=== Records provided ===

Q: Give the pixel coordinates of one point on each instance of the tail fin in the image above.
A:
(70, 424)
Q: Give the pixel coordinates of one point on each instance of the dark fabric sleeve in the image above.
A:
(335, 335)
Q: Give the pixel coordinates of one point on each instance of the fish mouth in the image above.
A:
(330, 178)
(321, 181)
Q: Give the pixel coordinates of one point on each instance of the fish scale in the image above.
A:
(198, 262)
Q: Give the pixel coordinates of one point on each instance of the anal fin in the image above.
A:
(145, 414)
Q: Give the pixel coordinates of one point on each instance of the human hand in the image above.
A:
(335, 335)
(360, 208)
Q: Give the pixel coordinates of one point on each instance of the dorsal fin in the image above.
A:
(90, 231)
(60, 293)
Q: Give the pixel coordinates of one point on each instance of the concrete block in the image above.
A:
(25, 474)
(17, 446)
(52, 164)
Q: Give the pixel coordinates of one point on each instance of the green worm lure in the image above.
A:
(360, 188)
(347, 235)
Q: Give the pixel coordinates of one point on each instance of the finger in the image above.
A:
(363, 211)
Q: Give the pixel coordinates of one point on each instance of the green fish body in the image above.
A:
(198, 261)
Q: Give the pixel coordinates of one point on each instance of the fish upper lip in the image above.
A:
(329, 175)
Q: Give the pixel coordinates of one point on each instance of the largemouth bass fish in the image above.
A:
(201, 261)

===
=== Records provided ===

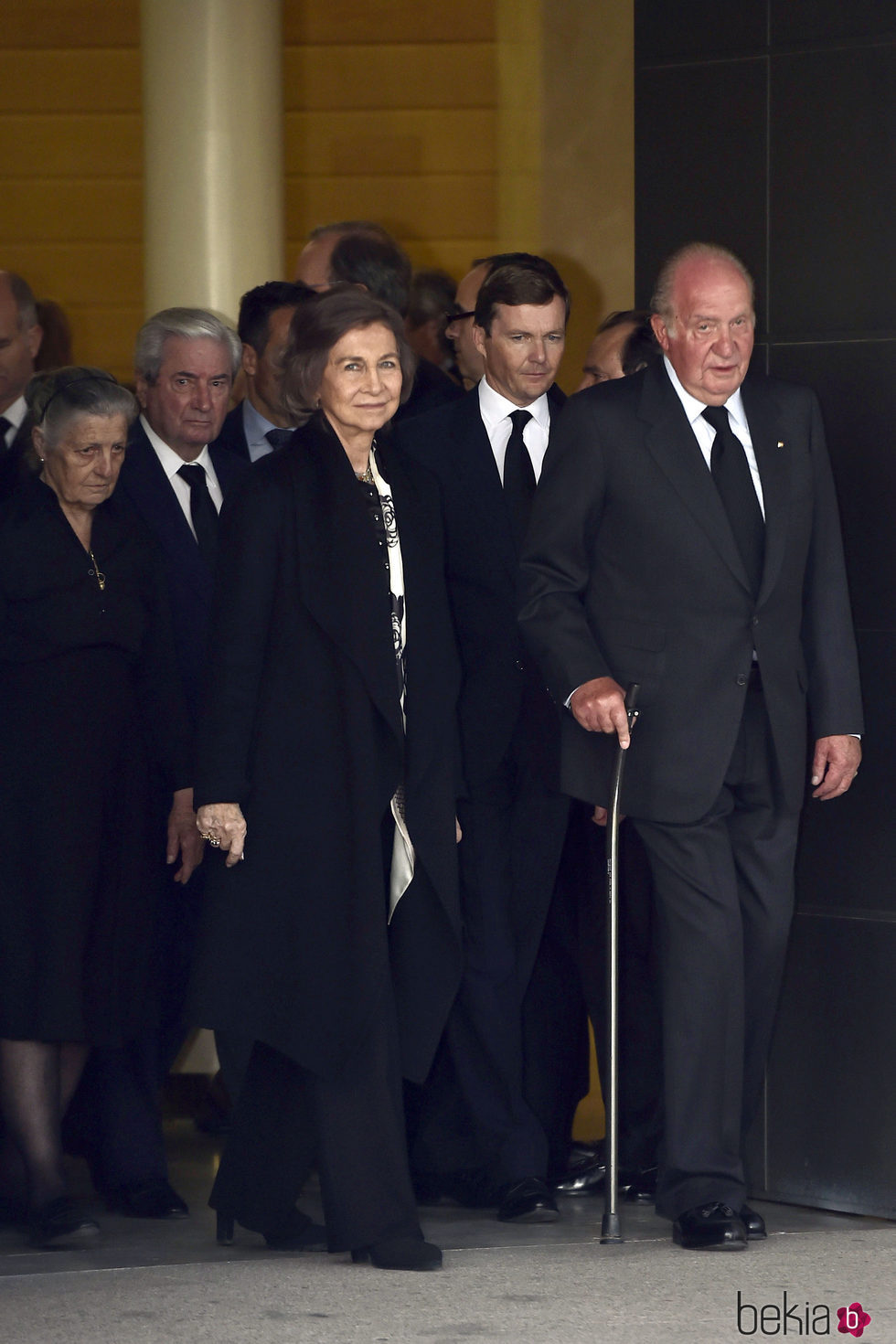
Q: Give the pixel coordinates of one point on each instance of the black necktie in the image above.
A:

===

- Job:
Show every line of the listing above that contains the word "fish", and copy each such line in full.

- Correct response:
Q: Give the pixel coordinates of one point on each instance of the fish mouth in the image above.
Q: Give the pixel coordinates of one point on each instance of the fish scale in the image above.
Q: Give the pixel coordinates of one point on each instance of the green fish body in the image above.
Q: Give the pixel coordinates of one point on each instance of the fish upper lip in the image above.
Q: Give the pixel coordinates of one point on each instance of the largemouth bass fish in the image above.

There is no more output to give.